───── GIVEN RECORDS ─────

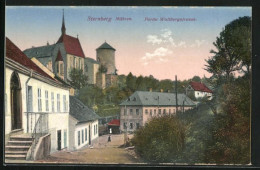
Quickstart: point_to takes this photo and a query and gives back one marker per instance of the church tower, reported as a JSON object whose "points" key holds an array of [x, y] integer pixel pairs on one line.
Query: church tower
{"points": [[63, 28], [106, 57]]}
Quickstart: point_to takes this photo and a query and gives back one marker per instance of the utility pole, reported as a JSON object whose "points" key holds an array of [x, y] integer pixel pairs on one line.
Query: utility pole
{"points": [[176, 93]]}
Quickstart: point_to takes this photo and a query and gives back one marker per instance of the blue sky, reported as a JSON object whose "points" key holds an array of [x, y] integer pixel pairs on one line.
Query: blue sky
{"points": [[152, 47]]}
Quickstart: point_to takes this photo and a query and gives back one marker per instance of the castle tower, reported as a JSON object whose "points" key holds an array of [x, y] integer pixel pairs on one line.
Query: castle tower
{"points": [[106, 57]]}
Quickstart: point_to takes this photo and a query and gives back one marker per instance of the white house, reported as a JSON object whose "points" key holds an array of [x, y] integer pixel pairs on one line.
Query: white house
{"points": [[35, 104], [199, 90], [83, 125]]}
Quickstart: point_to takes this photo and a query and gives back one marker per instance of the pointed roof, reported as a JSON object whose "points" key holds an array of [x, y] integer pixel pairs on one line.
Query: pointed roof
{"points": [[146, 98], [59, 57], [197, 86], [72, 45], [105, 45], [15, 54]]}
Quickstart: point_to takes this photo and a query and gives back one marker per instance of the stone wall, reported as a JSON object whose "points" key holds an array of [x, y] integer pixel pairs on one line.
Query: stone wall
{"points": [[106, 57]]}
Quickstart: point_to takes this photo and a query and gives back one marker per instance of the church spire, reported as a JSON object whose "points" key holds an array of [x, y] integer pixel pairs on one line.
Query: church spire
{"points": [[63, 28]]}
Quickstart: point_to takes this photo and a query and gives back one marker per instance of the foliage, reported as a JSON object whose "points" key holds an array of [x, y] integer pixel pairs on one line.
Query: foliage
{"points": [[160, 140], [231, 131], [233, 49], [78, 78]]}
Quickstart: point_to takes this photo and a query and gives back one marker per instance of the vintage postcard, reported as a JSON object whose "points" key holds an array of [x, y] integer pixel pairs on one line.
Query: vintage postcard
{"points": [[128, 85]]}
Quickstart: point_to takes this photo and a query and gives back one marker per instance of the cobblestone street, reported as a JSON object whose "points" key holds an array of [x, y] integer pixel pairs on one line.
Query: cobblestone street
{"points": [[101, 152]]}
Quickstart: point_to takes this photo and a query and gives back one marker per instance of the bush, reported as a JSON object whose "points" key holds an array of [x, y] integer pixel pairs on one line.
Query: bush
{"points": [[161, 140]]}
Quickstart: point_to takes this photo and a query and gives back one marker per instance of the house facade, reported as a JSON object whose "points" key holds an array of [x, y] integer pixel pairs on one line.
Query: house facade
{"points": [[141, 106], [83, 125], [34, 99], [199, 90]]}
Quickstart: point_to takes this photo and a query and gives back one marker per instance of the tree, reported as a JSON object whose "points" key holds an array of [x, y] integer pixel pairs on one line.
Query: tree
{"points": [[233, 49], [160, 140], [78, 78]]}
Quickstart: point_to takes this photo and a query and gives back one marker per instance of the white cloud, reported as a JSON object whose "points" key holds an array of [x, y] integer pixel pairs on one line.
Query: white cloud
{"points": [[154, 39], [159, 54]]}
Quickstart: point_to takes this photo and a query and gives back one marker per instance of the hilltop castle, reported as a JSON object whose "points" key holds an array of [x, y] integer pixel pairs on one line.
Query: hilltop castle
{"points": [[67, 53]]}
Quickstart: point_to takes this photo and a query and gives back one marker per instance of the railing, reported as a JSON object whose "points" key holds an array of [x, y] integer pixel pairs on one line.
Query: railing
{"points": [[37, 125]]}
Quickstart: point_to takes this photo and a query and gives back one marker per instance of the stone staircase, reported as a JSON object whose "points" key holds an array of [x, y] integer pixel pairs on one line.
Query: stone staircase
{"points": [[17, 147]]}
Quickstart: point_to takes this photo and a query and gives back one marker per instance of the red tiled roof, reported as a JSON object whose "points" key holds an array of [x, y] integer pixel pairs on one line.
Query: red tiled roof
{"points": [[14, 53], [59, 57], [200, 87], [72, 45], [114, 122]]}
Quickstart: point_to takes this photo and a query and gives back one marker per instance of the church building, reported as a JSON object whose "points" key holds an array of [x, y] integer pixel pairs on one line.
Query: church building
{"points": [[61, 57]]}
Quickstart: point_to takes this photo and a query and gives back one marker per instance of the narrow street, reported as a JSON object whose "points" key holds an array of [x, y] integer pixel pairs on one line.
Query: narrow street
{"points": [[103, 152]]}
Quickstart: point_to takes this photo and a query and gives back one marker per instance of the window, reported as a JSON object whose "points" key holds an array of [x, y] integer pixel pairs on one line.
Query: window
{"points": [[64, 103], [78, 138], [164, 111], [47, 100], [65, 138], [137, 111], [86, 134], [137, 125], [86, 68], [52, 101], [30, 99], [131, 125], [74, 62], [82, 136], [39, 100], [79, 63], [61, 69], [57, 66], [58, 102]]}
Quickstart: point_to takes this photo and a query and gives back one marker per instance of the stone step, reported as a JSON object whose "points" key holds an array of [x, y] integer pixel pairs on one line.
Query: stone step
{"points": [[17, 148], [16, 152], [21, 157], [20, 143], [20, 138]]}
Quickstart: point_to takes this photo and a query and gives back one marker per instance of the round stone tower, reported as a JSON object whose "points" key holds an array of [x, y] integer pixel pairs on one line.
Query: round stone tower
{"points": [[106, 57]]}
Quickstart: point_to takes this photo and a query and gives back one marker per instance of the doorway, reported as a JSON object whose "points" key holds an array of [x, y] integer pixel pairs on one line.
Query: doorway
{"points": [[59, 139], [16, 102]]}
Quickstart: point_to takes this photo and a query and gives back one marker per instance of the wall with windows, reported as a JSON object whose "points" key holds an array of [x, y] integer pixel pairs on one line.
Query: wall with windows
{"points": [[131, 118], [82, 133], [200, 94], [40, 100]]}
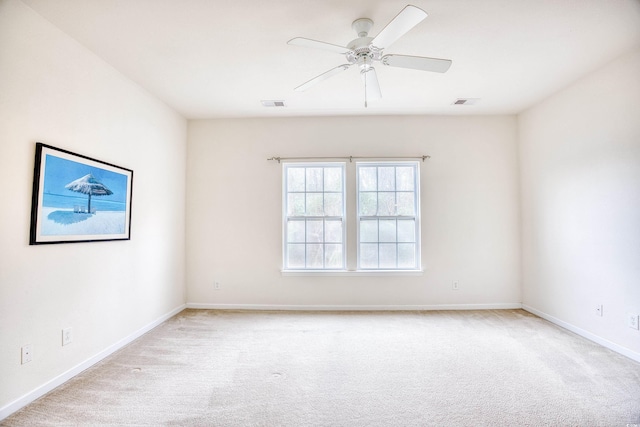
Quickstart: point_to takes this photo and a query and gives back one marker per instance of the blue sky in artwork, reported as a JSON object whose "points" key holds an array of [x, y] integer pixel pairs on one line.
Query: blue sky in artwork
{"points": [[60, 172]]}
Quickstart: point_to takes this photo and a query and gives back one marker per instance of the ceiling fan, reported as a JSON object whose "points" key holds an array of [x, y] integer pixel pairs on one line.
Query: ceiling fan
{"points": [[365, 51]]}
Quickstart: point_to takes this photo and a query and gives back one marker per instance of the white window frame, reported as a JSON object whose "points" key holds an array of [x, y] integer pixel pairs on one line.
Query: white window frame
{"points": [[317, 216], [390, 217], [350, 215]]}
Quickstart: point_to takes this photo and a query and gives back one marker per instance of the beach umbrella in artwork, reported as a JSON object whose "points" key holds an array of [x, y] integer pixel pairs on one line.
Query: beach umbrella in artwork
{"points": [[90, 186]]}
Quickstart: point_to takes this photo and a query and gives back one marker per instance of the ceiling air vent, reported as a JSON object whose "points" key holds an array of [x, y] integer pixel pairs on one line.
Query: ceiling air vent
{"points": [[273, 103], [465, 101]]}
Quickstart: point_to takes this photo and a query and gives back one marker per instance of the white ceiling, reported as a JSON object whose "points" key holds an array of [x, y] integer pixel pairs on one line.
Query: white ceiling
{"points": [[220, 58]]}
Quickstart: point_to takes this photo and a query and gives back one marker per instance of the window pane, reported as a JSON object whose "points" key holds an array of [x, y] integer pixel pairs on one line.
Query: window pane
{"points": [[333, 204], [333, 179], [314, 204], [388, 230], [295, 204], [295, 256], [406, 203], [368, 204], [406, 255], [295, 231], [369, 230], [369, 255], [367, 179], [314, 231], [386, 179], [314, 179], [333, 256], [404, 179], [295, 179], [333, 231], [314, 256], [387, 255], [406, 230], [386, 204]]}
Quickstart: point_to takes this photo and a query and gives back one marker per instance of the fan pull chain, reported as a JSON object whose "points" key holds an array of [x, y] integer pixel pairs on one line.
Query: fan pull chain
{"points": [[365, 88]]}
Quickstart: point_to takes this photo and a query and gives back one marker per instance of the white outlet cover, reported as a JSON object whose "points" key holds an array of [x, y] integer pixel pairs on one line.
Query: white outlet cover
{"points": [[67, 336], [633, 321], [26, 354]]}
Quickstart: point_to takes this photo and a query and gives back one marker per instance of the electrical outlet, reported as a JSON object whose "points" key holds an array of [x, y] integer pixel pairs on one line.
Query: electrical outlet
{"points": [[632, 321], [67, 336], [26, 354]]}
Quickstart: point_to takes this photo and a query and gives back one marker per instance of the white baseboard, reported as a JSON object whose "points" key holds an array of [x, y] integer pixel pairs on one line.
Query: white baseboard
{"points": [[297, 307], [588, 335], [23, 401]]}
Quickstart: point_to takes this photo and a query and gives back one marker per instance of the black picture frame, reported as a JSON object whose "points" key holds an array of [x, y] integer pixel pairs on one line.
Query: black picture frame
{"points": [[78, 199]]}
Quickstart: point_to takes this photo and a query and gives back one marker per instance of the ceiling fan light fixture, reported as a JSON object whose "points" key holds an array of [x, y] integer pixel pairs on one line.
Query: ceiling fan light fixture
{"points": [[465, 101], [273, 103]]}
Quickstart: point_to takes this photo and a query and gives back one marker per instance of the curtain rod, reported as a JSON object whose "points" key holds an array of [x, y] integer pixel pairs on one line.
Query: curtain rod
{"points": [[350, 158]]}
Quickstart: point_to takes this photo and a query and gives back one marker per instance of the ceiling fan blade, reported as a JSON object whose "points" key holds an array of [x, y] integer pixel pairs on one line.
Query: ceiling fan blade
{"points": [[408, 18], [417, 63], [301, 41], [332, 72], [371, 85]]}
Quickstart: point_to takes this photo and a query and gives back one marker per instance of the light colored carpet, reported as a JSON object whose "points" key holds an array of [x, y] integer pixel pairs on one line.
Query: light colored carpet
{"points": [[435, 368]]}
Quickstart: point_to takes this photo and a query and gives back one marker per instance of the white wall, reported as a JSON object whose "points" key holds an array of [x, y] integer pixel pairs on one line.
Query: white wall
{"points": [[580, 166], [55, 91], [470, 218]]}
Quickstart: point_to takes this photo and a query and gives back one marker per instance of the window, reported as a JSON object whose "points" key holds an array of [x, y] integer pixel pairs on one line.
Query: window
{"points": [[388, 226], [385, 209], [314, 216]]}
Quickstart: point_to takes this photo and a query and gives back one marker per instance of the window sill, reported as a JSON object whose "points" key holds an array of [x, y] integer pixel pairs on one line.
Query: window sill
{"points": [[353, 273]]}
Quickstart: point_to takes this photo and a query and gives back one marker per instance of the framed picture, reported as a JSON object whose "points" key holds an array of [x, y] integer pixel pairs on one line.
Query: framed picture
{"points": [[78, 199]]}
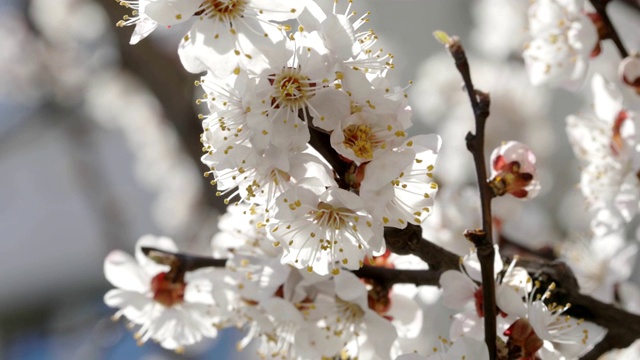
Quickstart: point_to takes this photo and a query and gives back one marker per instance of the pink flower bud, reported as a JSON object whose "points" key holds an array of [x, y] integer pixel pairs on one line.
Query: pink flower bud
{"points": [[513, 171], [629, 71]]}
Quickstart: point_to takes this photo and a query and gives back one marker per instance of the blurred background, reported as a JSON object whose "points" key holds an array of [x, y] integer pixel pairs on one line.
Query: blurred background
{"points": [[99, 144]]}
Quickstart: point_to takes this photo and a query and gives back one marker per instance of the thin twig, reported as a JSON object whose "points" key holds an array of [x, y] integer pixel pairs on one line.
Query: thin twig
{"points": [[482, 239]]}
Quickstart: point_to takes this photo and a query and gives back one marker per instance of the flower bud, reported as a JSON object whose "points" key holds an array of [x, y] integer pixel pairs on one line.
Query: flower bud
{"points": [[513, 171], [629, 71]]}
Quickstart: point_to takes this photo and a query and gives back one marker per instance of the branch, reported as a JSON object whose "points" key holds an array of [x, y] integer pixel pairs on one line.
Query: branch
{"points": [[601, 8], [409, 241], [173, 89], [482, 239], [623, 328], [184, 261], [388, 277], [384, 276]]}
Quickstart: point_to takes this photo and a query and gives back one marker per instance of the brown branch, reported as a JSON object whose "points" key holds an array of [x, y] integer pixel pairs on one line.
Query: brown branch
{"points": [[385, 276], [633, 4], [482, 239], [623, 328], [611, 33], [184, 261], [172, 86], [409, 241]]}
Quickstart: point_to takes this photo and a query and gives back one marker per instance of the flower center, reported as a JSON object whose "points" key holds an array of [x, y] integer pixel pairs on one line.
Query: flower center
{"points": [[330, 217], [361, 140], [166, 292], [292, 88], [224, 10]]}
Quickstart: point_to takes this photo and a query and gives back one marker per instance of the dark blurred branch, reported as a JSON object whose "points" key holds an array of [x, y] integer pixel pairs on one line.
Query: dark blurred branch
{"points": [[409, 241], [601, 8], [170, 83], [634, 4], [623, 327]]}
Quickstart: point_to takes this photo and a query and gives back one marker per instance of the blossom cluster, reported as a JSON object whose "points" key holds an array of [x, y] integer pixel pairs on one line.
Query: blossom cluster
{"points": [[307, 141]]}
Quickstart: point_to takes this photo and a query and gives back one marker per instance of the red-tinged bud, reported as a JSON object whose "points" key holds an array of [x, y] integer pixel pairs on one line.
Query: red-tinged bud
{"points": [[513, 171], [523, 342], [603, 32], [166, 292], [617, 142], [629, 71]]}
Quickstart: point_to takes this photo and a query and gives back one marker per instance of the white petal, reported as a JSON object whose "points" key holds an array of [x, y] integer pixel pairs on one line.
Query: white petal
{"points": [[457, 289], [122, 271]]}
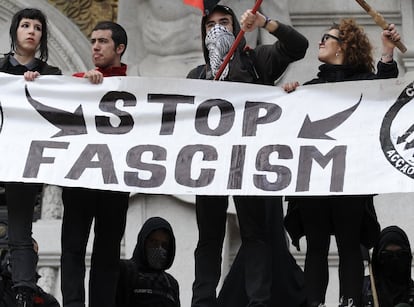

─────

__WHAT IS NEEDED__.
Output the data above exactly, beginning at its first line and ending with the line that holds "of the utility". Leave out the pictures and add nothing.

__OUTPUT__.
Quickstart: point_to takes this photo and a query and gives back one marker per instance of the church tower, reported as a JSON object whose "points" key holds an array of [x, y] integer pixel pairs on one line.
Query: church tower
{"points": [[63, 28], [106, 57]]}
Quickstart: point_to takes this photo and a query and gives back one marker per instance of the utility pole, reported as a JSON object whose "points" key holds an array of [x, y] integer pixel pairs on one line.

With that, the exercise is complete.